> Texte fourni:
____

Caricature pour Le Rire, Charles Léandre, 20 mai 1905

[Historique] Faut-il séparer l’Église de l’État ?

Avertissement !

Ce débat, surtout formulé comme ceci, peut sembler trompeur. Il place sur le même plan deux opinions dont l’Histoire a montré qu’elles n’étaient pas forcément sur le même plan. Néanmoins, à l’époque, elles l’étaient. Nous ressuscitons ces débats historiques dans leur contexte pour montrer que les débats d’hier ont contribué à façonner le monde que nous connaissons, et par extension que les débats d’aujourd’hui contribuent à façonner le monde de demain. Et, qui sait ? Peut-être que dans quelques générations, certains de nos débats actuels ne mériteront plus le pied d’égalité dont ils ont bénéficié aujourd’hui ?

📋  Le contexte  📋

Sous l’influence de l’Empire romain, le christianisme pénètre lentement en Gaule sans véritablement s’affirmer.

En 496, le baptême de Clovis est un tournant : il inaugure une royauté sacrée où le pouvoir politique est légitimité par la volonté de Dieu. Dès lors, jusqu’en 1789, la France est une monarchie de droit divin.

En parallèle, le monachisme bénédictin et les différents ordres (clunisiens, cisterciens, franciscains, dominicains,…) installent la religion dans les pratiques occidentales. Le territoire se couvre alors d’églises autour desquelles la vie en communauté s’organise en “paroisses” et contribue grandement à l’évangélisation de la population française.

____

> Défi: Rédigez la suite du texte sur la séparation de l'Église et de l'État, en reprenant juste après sa dernière phrase. Les enregistrements ne sont d'aucune utilité ici.

____

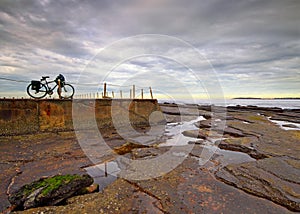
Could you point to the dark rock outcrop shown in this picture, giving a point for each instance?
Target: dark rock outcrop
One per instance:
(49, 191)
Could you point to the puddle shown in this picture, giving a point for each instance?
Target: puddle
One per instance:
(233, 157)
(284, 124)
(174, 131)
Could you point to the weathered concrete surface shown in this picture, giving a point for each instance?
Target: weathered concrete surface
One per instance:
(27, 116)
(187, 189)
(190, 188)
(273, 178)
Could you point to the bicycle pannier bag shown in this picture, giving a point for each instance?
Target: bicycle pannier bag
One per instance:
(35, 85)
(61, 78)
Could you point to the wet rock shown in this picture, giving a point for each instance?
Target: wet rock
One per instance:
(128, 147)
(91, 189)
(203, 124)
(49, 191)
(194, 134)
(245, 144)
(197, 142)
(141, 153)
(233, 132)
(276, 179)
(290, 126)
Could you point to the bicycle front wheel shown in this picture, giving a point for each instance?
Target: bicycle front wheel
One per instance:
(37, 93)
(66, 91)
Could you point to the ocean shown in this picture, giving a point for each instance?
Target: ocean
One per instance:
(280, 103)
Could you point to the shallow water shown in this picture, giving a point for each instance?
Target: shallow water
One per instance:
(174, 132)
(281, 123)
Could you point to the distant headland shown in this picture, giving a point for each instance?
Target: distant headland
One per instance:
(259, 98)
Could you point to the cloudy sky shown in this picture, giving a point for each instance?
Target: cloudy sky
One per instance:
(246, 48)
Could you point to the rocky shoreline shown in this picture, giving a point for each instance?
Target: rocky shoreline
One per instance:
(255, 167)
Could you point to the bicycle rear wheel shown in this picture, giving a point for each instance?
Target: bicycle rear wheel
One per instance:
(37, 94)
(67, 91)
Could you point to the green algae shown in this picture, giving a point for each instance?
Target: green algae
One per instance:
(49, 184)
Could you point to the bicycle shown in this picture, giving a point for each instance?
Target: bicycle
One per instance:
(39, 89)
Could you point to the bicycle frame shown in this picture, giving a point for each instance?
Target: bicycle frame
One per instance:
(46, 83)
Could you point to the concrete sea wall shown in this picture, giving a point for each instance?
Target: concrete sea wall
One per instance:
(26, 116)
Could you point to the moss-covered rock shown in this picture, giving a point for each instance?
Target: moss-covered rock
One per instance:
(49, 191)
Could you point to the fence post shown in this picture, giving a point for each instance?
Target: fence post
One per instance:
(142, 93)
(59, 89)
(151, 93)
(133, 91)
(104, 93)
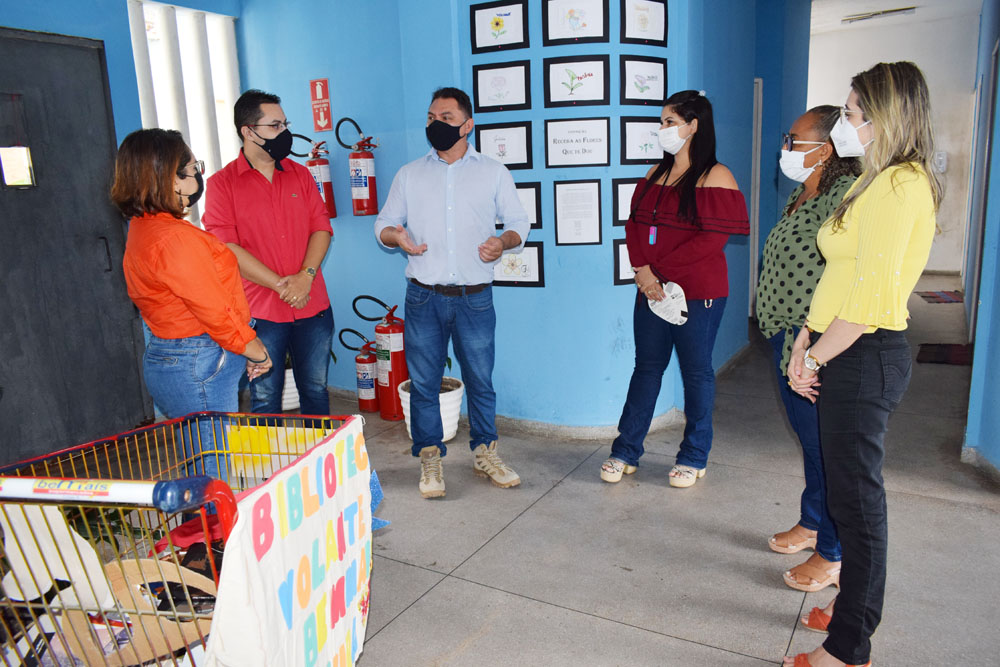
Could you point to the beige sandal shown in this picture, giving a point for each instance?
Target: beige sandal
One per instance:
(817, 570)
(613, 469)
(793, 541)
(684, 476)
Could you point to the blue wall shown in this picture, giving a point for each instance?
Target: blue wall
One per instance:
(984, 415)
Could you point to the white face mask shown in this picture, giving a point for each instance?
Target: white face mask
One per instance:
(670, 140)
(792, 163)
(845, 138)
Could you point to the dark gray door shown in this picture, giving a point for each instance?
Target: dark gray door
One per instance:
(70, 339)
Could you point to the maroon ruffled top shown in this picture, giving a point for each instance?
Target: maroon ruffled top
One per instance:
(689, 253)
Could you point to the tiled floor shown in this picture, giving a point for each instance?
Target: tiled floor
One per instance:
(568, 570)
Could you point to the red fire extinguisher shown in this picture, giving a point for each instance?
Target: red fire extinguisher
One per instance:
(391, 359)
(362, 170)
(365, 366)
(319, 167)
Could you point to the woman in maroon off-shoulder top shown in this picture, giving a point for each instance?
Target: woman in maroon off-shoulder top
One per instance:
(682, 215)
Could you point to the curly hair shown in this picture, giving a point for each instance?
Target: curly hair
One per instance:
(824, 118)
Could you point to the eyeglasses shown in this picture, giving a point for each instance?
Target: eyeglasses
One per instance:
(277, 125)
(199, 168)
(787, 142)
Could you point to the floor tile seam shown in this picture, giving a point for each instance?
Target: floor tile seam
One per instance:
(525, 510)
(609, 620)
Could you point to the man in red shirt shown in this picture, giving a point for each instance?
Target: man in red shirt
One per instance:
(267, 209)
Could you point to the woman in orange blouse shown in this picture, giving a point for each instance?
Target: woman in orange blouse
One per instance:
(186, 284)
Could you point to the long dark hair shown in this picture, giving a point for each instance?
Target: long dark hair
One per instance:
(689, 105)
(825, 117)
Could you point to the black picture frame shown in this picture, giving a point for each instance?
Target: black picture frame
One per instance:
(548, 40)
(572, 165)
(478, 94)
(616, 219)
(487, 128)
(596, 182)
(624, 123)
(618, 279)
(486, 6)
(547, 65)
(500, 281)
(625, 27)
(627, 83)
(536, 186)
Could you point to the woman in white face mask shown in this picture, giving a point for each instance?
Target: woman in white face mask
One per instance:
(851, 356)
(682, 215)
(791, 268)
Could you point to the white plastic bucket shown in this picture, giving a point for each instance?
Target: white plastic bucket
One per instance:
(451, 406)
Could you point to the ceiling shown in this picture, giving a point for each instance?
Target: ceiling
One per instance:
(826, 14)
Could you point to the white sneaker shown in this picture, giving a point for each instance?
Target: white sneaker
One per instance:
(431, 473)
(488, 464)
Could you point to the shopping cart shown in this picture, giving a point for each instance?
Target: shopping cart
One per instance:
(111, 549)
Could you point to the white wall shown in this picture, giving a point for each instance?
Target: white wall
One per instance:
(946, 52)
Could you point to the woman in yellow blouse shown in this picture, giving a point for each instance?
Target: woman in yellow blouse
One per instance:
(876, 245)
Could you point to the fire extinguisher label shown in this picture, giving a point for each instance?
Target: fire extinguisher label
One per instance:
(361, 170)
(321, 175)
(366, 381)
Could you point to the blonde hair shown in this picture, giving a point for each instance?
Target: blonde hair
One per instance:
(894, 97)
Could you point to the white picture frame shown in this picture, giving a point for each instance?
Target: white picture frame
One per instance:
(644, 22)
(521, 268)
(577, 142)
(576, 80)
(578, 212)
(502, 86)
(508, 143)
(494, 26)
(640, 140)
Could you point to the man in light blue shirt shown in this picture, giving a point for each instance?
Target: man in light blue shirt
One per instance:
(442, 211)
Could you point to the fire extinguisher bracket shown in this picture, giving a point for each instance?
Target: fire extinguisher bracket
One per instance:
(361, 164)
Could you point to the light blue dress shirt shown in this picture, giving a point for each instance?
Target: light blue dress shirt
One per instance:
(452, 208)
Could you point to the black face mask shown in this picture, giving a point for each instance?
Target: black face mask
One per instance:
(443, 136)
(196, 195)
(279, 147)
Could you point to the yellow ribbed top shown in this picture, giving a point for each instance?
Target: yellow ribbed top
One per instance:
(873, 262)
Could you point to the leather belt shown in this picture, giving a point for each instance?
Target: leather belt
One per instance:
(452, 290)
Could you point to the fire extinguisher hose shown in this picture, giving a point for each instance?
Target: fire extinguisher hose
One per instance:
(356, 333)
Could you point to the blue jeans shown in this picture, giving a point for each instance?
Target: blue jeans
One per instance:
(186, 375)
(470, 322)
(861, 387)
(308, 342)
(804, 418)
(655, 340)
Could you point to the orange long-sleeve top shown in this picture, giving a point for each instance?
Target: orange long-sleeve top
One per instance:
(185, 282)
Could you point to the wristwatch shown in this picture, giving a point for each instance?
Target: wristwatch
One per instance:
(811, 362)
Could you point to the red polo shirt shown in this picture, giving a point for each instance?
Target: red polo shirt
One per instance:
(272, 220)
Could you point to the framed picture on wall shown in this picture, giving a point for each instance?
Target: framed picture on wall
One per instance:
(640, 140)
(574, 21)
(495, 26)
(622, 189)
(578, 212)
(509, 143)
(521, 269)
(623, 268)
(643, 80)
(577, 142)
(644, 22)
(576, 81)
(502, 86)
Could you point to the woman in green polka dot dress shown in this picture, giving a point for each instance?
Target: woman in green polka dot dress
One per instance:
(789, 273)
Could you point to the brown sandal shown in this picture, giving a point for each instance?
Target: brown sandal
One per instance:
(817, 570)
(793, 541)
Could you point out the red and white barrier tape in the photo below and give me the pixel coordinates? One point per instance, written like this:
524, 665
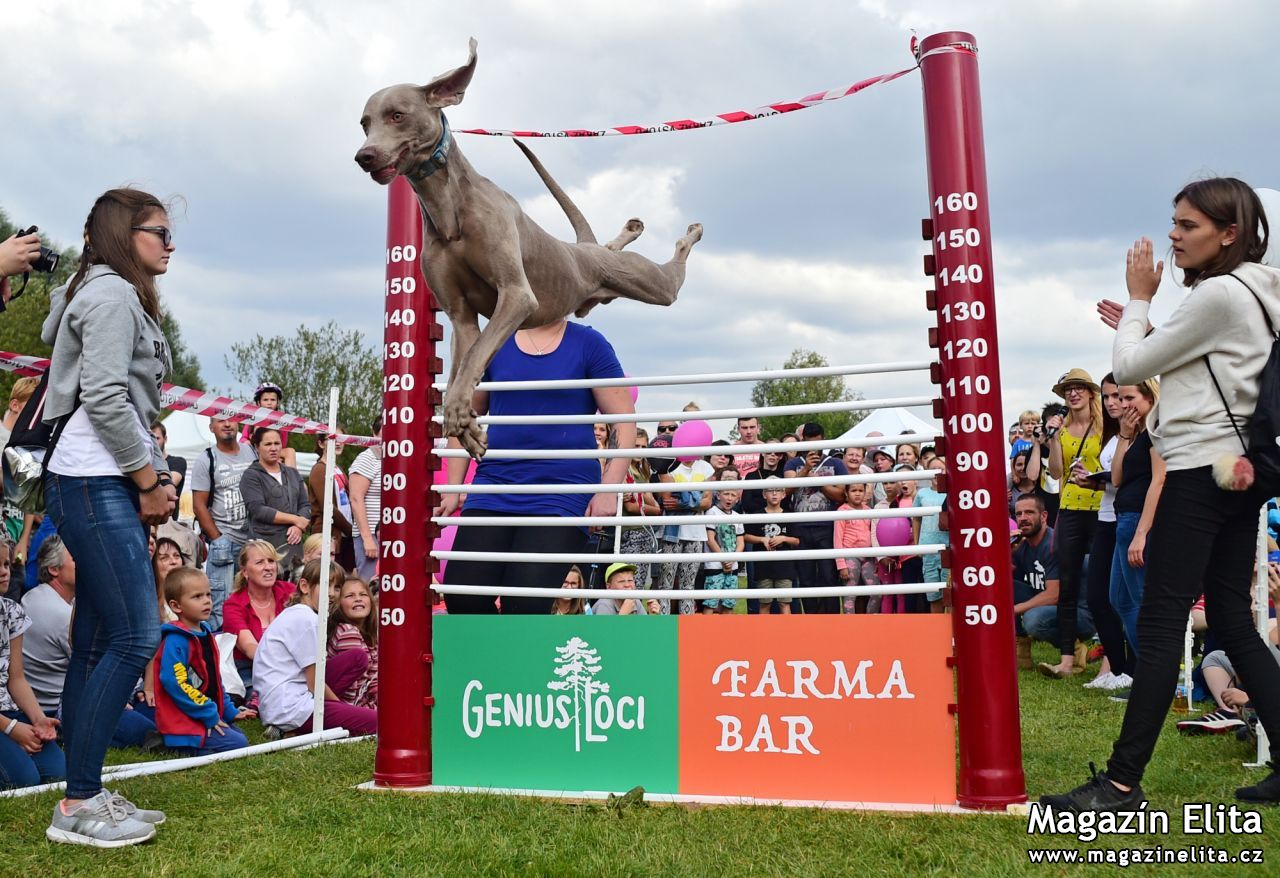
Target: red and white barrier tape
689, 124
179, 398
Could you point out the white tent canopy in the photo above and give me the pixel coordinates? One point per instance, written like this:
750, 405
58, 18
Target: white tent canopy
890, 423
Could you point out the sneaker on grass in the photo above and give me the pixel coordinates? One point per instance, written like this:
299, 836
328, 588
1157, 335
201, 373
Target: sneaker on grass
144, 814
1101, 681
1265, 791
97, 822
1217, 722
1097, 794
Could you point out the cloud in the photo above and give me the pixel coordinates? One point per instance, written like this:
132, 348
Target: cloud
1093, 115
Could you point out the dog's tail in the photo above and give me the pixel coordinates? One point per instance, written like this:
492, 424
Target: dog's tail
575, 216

____

> Résultat:
La Révolution Française voit l’adoption de la Constitution civile du clergé en 1790. D’inspiration gallicane, ce texte crée l’Eglise constitutionnelle, subventionnée par l’Etat et autonome vis-à-vis du Pape. Cependant, en 1801, le Concordat napoléonien abroge ce dernier en rétablissant la primauté du pape et en requalifiant le catholicisme comme “religion majoritaire des Français” (et non plus comme “religion d’Etat”)

Le 9 décembre 1905, dans un contexte anticlérical (porté par Emile Combes), le député Aristide Briand promulgue la Loi sur la séparation de l’Eglise et de l’Etat. Cette loi fonde alors le principe de “laïcité”.

Depuis 1905, la République française est neutre en matière de religion et tolère toutes les croyances, dans le respect de l’ordre public. Les citoyens sont alors libres de croire ou de ne pas croire.

Pourtant, depuis 2004 et la loi qui interdit le port ostensible de signes religieux dans les écoles publiques, certains élus semblent vouloir imposer cette neutralité dans l’espace public. Cette volonté vise en particulier le voile islamique qui, depuis 1989, fait l’objet de nombreuses polémiques. En témoigne, l’intervention de Julien Odul (élu du Rassemblement national) en octobre 2019, au conseil régional de Bourgogne Franche-Comté qui, en demandant à une accompagnatrice de retirer son voile, a suscité l’indignation de l’assemblée.

🕵  Le débat des experts  🕵

Le principe du Drenche est de présenter l’actualité sous forme de débats. Le but est qu’en lisant un argumentaire qui défend le « pour » et les arguments du camp du « contre », vous puissiez vous forger une opinion ; votre opinion.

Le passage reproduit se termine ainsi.